While campaigning for 2023 elections in Madrid, she expressed her desire to break with bipartisan politics. Though Diaz describes herself as an atheist, she claims meeting Pope Francis, who regularly criticised uncontrolled capitalism, was "the most important encounter" of her life, and the two kept in touch because they "have so much in common."

In 2023, Díaz defended the social record of the coalition, arguing that "Despite the "re-armament of the defense of neoliberal policies" in this progressive coalition government "we have been able to deconstruct the myths of capitalism." She cited examples such as measures to prevent unemployment, a reduction in the gender pay gap, and a fall in the temporary employment rate.

Díaz firmly opposes holding an independence referendum in Catalonia and emphasizes that the only solution is dialogue and a peaceful resolution to the issue, asserting that Catalonia will remain part of Spain in her country model.

In October 2023, Díaz called on the international community to put pressure on Israel to stop what she called a massacre in Gaza. In reaction to Spain's decision to recognize Palestine as an independent state, Díaz declared: "We can't stop here, Palestine will be free from the river to the sea" in May 2024.

■ **WORK REQUEST A**
Using the passage on Díaz's political positions, say whether each statement agrees with it, answering yes or no and quoting the words that decide it.
(i) Díaz describes herself as an atheist.
(ii) Díaz supports holding an independence referendum in Catalonia.
(iii) Díaz called meeting Pope Francis the most important encounter of her life.
■ **WORK REQUEST B**
In the passage on Díaz's political positions, list every example she cited to defend the coalition's social record.
■ **WORK REQUEST C**
Write the next few sentences of the passage on Díaz's political positions, picking up after its final sentence.

■ **THE DATA**
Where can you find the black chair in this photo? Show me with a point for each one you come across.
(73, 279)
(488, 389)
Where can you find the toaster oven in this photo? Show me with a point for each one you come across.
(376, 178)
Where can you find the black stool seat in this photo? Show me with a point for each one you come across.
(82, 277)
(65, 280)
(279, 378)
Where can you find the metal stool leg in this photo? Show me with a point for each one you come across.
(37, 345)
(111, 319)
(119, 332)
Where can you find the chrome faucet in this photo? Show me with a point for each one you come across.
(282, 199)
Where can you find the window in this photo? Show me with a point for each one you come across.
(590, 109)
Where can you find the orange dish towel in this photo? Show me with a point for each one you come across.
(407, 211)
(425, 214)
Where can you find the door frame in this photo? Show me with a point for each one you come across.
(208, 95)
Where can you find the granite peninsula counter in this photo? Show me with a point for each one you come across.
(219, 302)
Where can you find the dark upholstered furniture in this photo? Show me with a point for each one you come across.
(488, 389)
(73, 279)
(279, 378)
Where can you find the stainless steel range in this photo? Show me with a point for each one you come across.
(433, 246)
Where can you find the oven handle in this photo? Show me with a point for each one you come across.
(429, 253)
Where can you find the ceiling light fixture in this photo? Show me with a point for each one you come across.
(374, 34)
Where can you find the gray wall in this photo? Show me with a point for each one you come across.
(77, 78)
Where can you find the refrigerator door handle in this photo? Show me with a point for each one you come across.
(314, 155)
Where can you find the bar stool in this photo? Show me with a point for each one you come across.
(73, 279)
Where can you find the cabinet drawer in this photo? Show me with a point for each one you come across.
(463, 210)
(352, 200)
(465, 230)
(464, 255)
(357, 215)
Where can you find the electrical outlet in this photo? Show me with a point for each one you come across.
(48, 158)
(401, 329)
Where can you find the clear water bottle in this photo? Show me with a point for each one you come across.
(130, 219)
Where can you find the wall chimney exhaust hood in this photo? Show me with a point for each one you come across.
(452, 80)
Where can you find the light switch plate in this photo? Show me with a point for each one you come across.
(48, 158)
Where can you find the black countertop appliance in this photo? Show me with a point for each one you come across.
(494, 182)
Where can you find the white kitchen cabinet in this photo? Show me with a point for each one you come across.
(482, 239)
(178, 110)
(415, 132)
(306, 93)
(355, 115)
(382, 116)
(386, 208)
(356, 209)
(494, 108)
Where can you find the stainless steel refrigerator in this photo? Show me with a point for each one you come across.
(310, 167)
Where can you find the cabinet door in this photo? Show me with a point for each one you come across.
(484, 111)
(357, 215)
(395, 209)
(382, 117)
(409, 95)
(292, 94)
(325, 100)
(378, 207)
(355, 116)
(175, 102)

■ **OUTPUT A**
(i) Yes: "Though Diaz describes herself as an atheist"
(ii) No: "Díaz firmly opposes holding an independence referendum in Catalonia"
(iii) Yes: "she claims meeting Pope Francis, who regularly criticised uncontrolled capitalism, was "the most important encounter" of her life"

■ **OUTPUT B**
- measures to prevent unemployment
- a reduction in the gender pay gap
- a fall in the temporary employment rate

■ **OUTPUT C**
In January 2024, Díaz committed to making the next step of reducing the working week from 40 hours to 37.5 hours, without any reduction in pay. She also proposed opening "a major social debate" on the "rationalisation of working hours", given that Spanish workers on average finish their working day later than their European counterparts. The right-wing opposition parties strongly opposed this plan. Vox went so far as to claim that the government wanted to ban "joy and celebration" and impose "communist terror".

In February 2026, Díaz criticized all X users, claiming the platform promoted "policies of hate" and announcing she had stopped using it. Her remarks sparked controversy and critics saw it as part of a broader push for stricter regulation of online speech.